--- ENTRIES PROVIDED ---

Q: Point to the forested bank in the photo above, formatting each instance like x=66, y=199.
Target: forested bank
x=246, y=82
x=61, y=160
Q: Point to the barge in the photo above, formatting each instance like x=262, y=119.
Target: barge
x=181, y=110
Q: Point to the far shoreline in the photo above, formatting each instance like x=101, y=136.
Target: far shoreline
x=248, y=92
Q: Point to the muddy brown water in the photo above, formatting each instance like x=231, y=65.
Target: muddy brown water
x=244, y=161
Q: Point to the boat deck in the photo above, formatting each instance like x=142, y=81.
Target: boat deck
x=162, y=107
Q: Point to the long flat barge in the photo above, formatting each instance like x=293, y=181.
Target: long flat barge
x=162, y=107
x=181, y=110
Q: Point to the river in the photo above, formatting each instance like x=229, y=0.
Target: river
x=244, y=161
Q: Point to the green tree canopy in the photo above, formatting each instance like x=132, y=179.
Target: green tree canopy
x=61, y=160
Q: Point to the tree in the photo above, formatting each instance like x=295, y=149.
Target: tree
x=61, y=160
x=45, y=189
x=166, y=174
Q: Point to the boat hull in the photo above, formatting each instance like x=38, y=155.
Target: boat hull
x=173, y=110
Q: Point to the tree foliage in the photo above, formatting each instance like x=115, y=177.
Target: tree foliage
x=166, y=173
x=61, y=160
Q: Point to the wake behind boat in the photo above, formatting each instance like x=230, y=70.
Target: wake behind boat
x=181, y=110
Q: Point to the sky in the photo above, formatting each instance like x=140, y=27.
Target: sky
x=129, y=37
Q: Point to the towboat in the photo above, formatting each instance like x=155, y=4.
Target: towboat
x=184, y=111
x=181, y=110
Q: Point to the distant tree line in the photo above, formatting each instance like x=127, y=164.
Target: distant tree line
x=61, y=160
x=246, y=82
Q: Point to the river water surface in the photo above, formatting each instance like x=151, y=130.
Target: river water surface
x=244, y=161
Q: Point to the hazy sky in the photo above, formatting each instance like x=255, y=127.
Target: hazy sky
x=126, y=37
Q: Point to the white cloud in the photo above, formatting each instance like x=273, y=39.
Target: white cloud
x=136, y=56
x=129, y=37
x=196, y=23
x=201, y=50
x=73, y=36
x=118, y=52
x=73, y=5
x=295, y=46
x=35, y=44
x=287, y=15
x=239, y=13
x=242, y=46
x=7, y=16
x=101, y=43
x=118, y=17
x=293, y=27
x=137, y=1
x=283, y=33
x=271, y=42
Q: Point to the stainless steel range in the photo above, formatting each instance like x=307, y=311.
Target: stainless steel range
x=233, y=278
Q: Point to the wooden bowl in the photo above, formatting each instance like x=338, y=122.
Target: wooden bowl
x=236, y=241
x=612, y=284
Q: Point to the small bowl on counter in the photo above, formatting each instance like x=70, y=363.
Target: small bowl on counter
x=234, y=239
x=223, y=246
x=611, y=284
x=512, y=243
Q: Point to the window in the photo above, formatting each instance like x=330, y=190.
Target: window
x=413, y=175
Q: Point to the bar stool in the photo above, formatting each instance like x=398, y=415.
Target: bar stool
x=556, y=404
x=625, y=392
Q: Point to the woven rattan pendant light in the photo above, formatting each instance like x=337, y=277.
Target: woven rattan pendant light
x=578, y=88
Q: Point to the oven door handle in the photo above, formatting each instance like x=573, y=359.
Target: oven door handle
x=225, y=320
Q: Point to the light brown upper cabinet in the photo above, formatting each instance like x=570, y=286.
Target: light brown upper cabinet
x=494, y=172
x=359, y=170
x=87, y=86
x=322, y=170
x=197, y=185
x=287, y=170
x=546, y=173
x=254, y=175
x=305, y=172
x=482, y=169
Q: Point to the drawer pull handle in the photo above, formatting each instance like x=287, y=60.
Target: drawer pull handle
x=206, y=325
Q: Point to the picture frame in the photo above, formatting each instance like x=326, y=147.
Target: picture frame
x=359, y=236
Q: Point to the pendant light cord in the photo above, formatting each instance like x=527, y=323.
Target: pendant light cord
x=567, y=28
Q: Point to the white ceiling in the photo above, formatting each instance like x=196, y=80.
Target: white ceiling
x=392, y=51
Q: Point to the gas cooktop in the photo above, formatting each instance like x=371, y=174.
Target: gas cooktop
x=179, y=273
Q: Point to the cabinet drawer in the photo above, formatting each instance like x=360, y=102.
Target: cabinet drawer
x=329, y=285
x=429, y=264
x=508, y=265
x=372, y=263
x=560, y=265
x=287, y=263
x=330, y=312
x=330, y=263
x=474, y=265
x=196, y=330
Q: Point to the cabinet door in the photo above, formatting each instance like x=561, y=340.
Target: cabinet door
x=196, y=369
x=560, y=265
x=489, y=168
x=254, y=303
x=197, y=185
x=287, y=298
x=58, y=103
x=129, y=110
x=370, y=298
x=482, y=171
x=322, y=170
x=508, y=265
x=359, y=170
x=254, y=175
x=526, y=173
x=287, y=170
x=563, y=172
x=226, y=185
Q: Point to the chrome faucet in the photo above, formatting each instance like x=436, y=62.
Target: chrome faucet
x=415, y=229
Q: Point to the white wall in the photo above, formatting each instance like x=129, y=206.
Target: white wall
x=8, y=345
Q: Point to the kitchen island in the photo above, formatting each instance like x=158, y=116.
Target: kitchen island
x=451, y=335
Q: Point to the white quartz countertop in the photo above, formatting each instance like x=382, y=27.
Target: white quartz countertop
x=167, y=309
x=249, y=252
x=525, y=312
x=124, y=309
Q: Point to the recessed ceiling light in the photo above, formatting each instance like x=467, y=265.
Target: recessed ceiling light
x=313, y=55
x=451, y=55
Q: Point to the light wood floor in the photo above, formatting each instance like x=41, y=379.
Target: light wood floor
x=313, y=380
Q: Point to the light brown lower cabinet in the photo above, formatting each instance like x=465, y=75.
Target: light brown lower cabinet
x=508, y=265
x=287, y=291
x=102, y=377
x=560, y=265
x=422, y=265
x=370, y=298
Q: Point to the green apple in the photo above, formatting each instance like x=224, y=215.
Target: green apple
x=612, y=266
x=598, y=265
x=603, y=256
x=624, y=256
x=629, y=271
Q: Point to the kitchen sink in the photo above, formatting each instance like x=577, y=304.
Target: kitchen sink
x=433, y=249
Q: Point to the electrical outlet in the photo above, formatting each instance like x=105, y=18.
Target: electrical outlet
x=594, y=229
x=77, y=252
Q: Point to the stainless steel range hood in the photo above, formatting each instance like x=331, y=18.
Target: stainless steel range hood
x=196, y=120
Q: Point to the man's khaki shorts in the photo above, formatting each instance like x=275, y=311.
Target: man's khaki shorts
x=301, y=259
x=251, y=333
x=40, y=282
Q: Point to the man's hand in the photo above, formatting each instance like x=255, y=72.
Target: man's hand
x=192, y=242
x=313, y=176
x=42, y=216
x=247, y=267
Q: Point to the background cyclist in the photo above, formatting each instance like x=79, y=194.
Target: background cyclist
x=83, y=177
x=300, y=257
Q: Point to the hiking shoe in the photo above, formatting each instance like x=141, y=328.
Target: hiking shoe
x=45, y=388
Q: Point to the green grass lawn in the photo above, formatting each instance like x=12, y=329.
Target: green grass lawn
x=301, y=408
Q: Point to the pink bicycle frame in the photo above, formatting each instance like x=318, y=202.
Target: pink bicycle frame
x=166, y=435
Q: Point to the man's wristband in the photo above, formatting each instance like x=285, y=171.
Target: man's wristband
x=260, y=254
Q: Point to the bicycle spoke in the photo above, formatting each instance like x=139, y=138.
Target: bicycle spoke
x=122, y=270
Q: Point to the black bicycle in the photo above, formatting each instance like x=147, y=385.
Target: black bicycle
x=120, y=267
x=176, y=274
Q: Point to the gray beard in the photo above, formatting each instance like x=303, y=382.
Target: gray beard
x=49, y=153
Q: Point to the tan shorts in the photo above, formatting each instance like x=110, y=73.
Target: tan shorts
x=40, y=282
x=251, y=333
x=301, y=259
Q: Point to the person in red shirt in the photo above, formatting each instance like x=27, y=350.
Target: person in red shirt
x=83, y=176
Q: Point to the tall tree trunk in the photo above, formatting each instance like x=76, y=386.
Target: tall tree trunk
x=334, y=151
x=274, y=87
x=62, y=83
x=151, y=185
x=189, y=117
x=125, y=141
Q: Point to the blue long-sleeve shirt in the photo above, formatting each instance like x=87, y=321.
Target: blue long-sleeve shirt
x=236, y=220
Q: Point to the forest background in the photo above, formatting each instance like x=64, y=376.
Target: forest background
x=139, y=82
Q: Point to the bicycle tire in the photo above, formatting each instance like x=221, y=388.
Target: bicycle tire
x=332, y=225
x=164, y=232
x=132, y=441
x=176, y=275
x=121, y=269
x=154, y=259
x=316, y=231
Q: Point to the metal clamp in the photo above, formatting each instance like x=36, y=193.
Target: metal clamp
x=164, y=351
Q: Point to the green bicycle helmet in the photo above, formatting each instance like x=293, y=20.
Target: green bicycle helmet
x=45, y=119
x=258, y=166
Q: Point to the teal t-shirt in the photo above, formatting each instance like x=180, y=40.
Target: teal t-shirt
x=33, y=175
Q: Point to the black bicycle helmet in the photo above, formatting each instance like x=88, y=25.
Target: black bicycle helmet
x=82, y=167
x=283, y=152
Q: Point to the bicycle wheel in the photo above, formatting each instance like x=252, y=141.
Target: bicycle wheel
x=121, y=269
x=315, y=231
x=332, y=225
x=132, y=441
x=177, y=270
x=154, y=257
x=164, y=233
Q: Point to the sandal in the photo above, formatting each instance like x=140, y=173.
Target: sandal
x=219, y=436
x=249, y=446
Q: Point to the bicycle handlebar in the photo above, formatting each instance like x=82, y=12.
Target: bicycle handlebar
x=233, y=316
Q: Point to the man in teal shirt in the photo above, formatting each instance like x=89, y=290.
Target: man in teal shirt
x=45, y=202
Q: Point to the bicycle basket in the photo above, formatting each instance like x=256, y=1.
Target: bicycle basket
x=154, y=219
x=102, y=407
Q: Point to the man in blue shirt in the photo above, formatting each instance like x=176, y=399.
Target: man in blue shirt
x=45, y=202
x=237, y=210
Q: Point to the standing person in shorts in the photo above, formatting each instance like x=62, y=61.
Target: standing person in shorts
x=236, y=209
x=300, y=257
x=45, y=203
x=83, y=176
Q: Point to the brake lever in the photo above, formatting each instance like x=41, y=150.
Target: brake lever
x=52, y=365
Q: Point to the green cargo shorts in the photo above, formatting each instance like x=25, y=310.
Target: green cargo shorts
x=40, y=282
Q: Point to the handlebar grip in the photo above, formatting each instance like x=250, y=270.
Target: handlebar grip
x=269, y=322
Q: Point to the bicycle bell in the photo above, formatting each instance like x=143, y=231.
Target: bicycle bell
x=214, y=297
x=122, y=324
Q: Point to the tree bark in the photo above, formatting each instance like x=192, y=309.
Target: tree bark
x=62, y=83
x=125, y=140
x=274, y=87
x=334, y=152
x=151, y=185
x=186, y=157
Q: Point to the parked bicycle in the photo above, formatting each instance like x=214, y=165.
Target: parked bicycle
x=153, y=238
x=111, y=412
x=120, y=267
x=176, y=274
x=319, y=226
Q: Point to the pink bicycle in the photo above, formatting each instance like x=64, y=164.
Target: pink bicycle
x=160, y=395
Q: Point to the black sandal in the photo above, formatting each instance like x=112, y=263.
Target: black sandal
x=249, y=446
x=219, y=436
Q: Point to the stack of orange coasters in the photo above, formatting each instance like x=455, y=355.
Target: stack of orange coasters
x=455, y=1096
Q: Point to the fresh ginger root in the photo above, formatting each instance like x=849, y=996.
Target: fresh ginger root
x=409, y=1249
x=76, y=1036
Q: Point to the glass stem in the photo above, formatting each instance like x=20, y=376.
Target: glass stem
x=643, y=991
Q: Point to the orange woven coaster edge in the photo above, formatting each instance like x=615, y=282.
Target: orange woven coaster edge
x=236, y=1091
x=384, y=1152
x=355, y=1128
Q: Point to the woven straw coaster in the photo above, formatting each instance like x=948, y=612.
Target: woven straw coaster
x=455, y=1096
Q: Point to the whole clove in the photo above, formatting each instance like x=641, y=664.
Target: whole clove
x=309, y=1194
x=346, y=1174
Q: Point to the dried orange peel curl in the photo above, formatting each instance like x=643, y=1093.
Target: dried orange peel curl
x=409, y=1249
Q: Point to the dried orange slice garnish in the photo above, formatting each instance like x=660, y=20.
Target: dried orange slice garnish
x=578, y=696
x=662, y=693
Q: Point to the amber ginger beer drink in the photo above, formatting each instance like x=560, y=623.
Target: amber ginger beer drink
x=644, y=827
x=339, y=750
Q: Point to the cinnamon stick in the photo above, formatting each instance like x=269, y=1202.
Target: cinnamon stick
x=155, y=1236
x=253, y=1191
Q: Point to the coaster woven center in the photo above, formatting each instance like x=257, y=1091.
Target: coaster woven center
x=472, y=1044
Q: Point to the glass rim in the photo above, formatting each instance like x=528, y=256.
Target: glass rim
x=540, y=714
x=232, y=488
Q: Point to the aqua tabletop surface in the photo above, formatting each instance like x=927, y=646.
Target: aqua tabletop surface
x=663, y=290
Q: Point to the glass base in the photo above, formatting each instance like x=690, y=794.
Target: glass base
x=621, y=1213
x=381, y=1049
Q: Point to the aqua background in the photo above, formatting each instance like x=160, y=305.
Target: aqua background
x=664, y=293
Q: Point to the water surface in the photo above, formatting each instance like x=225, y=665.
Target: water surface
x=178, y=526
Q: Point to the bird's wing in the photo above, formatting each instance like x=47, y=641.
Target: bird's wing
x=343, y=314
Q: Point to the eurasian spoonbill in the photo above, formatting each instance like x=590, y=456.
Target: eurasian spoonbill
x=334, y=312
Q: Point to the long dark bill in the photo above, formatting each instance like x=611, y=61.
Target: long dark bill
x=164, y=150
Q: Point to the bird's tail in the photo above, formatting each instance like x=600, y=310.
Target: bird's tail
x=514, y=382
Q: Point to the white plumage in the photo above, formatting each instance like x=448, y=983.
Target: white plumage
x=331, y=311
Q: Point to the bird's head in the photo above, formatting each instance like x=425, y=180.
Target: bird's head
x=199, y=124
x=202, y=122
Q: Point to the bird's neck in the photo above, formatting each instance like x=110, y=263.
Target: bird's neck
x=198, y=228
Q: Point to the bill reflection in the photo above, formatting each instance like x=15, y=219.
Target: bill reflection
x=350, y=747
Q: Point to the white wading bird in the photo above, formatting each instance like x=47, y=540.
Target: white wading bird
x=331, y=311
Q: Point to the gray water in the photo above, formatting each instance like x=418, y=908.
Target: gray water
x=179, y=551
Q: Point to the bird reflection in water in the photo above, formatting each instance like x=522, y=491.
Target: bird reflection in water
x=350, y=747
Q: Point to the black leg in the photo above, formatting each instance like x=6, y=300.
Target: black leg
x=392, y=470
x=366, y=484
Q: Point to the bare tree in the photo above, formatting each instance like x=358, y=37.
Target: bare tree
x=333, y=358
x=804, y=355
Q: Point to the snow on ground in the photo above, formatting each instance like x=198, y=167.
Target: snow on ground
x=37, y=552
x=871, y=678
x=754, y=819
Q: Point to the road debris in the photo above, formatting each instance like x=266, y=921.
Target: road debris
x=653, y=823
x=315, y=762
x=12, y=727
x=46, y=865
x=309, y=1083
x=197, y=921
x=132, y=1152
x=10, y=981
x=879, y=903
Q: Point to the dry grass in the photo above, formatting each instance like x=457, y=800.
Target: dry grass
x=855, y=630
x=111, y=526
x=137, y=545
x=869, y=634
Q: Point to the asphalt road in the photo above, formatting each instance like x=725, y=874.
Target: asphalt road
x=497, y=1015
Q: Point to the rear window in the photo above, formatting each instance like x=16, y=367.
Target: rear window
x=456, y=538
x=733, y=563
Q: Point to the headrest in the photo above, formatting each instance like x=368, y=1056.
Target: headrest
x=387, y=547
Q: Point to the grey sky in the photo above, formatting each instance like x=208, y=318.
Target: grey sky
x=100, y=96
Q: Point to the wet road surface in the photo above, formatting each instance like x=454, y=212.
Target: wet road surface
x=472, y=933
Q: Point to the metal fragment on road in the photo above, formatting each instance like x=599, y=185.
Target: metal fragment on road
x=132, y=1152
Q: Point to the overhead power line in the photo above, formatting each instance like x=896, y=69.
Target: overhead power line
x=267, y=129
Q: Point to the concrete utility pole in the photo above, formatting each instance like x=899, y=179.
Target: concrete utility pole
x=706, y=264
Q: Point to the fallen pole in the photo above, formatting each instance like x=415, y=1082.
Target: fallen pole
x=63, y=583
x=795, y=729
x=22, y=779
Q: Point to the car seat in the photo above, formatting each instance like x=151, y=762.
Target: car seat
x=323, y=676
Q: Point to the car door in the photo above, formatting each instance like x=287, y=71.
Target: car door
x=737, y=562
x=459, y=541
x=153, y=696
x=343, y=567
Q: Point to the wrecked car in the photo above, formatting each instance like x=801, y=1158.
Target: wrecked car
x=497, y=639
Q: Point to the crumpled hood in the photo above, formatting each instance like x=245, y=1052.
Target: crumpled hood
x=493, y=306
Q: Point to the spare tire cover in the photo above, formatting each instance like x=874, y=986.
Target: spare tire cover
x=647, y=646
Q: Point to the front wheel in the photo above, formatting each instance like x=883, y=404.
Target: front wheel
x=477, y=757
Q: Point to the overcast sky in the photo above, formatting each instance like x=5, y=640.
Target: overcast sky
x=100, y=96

--- WHAT YOU ARE ASKED TO DO ---
Update the listing from its first line through the line containing "x=248, y=92", inclusive, replacing "barge" with "ferry" and leaving everything else unchanged.

--- SOLUTION FOR THIS TASK ---
Q: Point to the forested bank in the photo above, formatting each instance like x=66, y=199.
Target: forested bank
x=246, y=82
x=61, y=160
Q: Point to the ferry in the photo above, formatting each instance like x=262, y=119.
Target: ferry
x=181, y=110
Q: Point to the far shoreline in the photo above, formatting each instance like x=101, y=136.
Target: far shoreline
x=248, y=92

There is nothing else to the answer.